Format every entry below as a numbered list, one line per item, with blank lines omitted.

**** SUPPLIED RECORDS ****

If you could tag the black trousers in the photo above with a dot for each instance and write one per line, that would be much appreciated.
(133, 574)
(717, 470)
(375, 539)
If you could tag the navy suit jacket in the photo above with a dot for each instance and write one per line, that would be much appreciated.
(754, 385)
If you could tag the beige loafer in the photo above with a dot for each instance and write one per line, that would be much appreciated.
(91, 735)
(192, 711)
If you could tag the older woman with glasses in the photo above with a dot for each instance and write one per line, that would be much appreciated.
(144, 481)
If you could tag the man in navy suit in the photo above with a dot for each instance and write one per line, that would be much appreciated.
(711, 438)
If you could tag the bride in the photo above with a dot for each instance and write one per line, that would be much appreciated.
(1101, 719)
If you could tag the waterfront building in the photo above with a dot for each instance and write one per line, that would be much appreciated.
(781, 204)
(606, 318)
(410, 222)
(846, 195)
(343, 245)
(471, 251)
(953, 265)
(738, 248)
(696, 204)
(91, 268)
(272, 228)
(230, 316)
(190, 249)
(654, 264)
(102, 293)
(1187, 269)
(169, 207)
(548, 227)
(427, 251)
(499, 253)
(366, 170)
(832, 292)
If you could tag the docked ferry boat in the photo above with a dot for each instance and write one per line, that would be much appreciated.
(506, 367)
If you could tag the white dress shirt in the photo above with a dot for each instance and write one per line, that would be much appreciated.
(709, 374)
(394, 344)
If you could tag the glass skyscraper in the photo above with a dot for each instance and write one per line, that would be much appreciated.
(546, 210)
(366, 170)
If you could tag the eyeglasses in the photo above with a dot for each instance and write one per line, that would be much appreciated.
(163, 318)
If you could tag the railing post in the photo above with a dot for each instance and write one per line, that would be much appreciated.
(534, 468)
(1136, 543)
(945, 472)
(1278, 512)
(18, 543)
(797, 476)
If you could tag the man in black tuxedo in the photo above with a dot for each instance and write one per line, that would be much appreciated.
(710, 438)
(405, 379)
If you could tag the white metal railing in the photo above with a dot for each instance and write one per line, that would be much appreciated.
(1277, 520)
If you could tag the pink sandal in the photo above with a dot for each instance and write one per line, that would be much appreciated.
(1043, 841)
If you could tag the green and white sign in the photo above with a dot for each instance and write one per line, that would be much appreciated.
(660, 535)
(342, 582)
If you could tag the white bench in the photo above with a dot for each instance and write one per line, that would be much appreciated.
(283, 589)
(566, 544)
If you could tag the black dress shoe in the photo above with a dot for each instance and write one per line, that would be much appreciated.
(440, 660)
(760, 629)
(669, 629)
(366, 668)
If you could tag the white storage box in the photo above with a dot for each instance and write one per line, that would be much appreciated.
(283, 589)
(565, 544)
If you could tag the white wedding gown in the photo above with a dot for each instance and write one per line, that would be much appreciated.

****

RIGHT ANSWER
1. If you could tag the black trousers in the photo above with a dot for each instance and write one per line, that would be much appreciated.
2. (133, 574)
3. (717, 470)
4. (375, 539)
5. If you could tag the navy suit jacket in the photo above with a dot for each instance and write one per line, that would be much appreciated.
6. (754, 385)
7. If you could tag the beige loafer in the photo above with a dot for each instance and write one per line, that would be much appreciated.
8. (91, 735)
9. (192, 711)
10. If you could tag the older woman with glasses in the photo above with a dot for each instance and write one per line, that would be much appreciated.
11. (144, 481)
12. If you could tag the man in navy suit in the photo above with a dot for each instance and write one per line, that would be much appreciated.
13. (711, 438)
14. If you could tag the bride in the photo above with a dot for each instance and write one per line, that would be much appreciated.
15. (1101, 719)
16. If you could tag the waterfront building in the photo above with a dot for each instance and write one per line, that would be much appreciated.
17. (781, 204)
18. (606, 318)
19. (410, 222)
20. (846, 195)
21. (343, 245)
22. (471, 251)
23. (953, 265)
24. (738, 248)
25. (696, 204)
26. (91, 268)
27. (272, 228)
28. (230, 316)
29. (190, 249)
30. (654, 264)
31. (102, 293)
32. (1187, 269)
33. (169, 207)
34. (548, 227)
35. (427, 251)
36. (499, 253)
37. (366, 170)
38. (832, 292)
39. If you could tag the docked ferry boat in the photo above with a dot for each instance and write one per line, that would be much appreciated.
40. (506, 367)
41. If you could tag the white dress shirt in the photo above with a dot for each instance and write one per line, that would be much appreciated.
42. (709, 374)
43. (394, 344)
44. If you could tag the glass skyscraper in the photo above with a dot for each instance and write one per line, that would be much appreciated.
45. (546, 210)
46. (366, 170)
47. If you could tag the eyeglasses in the photo above with a dot for each instance and write one per line, that would be much appreciated.
48. (163, 318)
49. If you could tag the railing post in the photo above with a dot for each instance and write one per line, that would be much appreciated.
50. (534, 468)
51. (1136, 543)
52. (945, 472)
53. (1278, 512)
54. (18, 543)
55. (797, 476)
56. If you could tag the man in black tuxedo in the photo above with a dot for each instance and write one per line, that would be much appreciated.
57. (710, 438)
58. (405, 379)
59. If you could tag the white metal railing in the photo above with a dot for each instance and write one per line, that would be much appreciated.
60. (1277, 520)
61. If you could tag the pink sandal in the photo above with a dot for each instance and write one per line, that would be much appreciated.
62. (1043, 841)
63. If you could tag the green and white sign in the photo above with a dot for each instance and write one per line, that would be much appreciated.
64. (660, 535)
65. (342, 582)
66. If you could tag the white bench in the photo above with a dot for each instance and write one per line, that would be much appreciated.
67. (283, 589)
68. (566, 544)
69. If you could tag the black dress shoe in the photo above with a dot for each instance and write one per line, that would be much appreciated.
70. (440, 660)
71. (760, 629)
72. (669, 629)
73. (366, 668)
74. If you could tag the white storage box in the photo above with a dot for each instance and write one per line, that would be much appreciated.
75. (283, 589)
76. (565, 544)
77. If you could tag the white wedding gown in the photo above with a dot for each instance and write one per line, that would be much appreciated.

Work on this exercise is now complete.